Reproduce the passage on Founder's Syndrome between "Founder’s Syndrome vs." and "of Founder’s Syndrome.", inclusive, changing "social change organization" to "nonprofit".

-------- TEXT UNDER STUDY

Founder’s Syndrome vs. Organizational Sustainability

Starting a social change organization is often hard for the same reasons that make it feel easy. For instance, if you’re an entrepreneur, working for yourself is much more fun than doing what someone else says. But working for yourself has at least one very serious side effect that must be managed: Often without the entrepreneur’s awareness, the success of the organization can become inextricably tied to self-image. This does more than create sleepless nights; it is the beginning of Founder’s Syndrome.

Founder’s Syndrome (which Wikipedia tells me can be referred to by a much cooler name: founderitis) is a cancer to organizational sustainability. One person cannot usually run an organization alone, but that’s not the point. The takeaway is that even if a founder is talented enough to do so, she will be more effective with a high-quality team. Social entrepreneurship is more like football, not a track event. Football teams have stars, and the founder should probably be a pretty good quarterback, but you’re supposed to play with teammates for a reason. This is to say nothing of what would happen if the founder were to disappear! So Founder’s Syndrome is something to avoid, but as usual, there’s no silver bullet. What follows are some things that I (sometimes remember to) do to mitigate its effects.

----------------
-------- RECORDED DATA

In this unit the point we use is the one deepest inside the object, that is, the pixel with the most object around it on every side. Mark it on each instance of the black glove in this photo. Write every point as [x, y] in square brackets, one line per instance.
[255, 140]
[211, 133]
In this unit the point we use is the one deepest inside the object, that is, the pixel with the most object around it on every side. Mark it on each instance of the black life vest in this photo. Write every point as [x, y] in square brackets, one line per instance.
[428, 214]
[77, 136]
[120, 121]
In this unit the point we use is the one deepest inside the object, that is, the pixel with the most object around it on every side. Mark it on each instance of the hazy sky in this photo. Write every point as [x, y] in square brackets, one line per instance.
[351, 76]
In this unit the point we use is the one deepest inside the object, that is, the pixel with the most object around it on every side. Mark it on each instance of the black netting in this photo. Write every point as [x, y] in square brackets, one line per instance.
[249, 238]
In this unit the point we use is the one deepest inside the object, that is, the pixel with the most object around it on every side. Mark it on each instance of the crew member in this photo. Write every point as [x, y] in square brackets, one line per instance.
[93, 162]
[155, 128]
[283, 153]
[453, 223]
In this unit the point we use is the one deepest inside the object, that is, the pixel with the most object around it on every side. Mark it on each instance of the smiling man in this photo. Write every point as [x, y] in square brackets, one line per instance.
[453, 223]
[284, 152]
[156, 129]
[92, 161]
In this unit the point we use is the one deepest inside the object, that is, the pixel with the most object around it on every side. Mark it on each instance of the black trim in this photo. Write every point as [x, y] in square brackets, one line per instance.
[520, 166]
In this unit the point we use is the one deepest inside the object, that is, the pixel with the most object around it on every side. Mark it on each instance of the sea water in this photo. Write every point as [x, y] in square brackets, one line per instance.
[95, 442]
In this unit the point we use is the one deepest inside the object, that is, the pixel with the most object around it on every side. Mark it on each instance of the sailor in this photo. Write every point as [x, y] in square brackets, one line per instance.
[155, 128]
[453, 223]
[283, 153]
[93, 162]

----------------

WRITTEN REPLY
Founder’s Syndrome vs. Organizational Sustainability

Starting a nonprofit is often hard for the same reasons that make it feel easy. For instance, if you’re an entrepreneur, working for yourself is much more fun than doing what someone else says. But working for yourself has at least one very serious side effect that must be managed: Often without the entrepreneur’s awareness, the success of the organization can become inextricably tied to self-image. This does more than create sleepless nights; it is the beginning of Founder’s Syndrome.